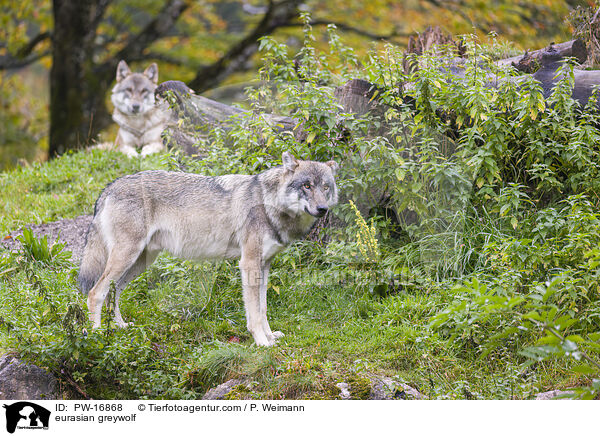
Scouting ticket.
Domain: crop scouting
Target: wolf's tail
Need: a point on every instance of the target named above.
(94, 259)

──────

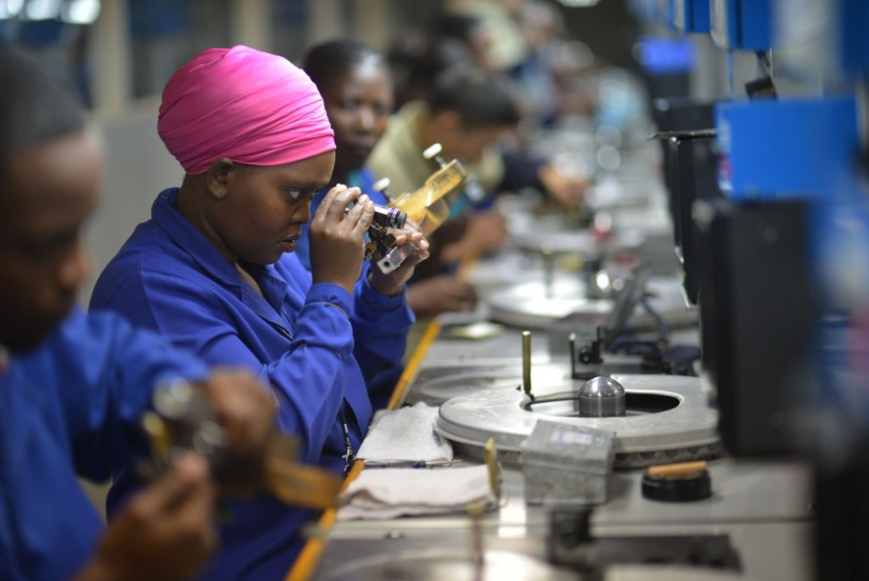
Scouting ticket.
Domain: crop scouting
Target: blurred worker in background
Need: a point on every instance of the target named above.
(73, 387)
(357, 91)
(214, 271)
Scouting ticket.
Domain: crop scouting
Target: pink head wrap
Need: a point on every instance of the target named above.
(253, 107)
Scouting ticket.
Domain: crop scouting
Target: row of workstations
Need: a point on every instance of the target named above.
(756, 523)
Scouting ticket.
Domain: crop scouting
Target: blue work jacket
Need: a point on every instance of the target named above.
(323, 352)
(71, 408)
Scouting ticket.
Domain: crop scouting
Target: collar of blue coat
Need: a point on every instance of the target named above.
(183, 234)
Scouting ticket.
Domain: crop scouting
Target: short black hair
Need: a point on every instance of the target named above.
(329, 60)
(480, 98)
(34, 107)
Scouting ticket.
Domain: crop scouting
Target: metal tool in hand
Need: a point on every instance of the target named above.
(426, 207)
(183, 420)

──────

Go through the records above and return every line that holds the string "blue".

[ANSWER BOX]:
Target: blue work jacket
Target: collar of blue coat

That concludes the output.